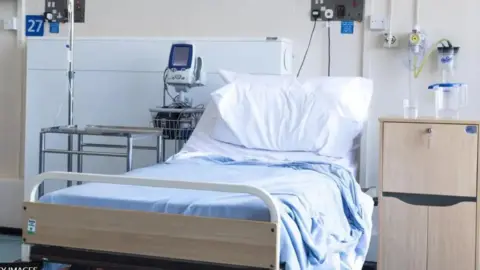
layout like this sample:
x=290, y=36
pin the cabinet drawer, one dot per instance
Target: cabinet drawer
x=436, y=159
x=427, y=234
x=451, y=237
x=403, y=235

═══

» **What is needed**:
Turn each line of the records above into a numbered list, skipping any blank lines and leaving out the pictures.

» **Result of the exercise**:
1. layout like this sample:
2. x=290, y=36
3. pin the cabinet drawer, one dot per instance
4. Target: cabinet drawer
5. x=436, y=159
6. x=427, y=234
7. x=451, y=237
8. x=403, y=235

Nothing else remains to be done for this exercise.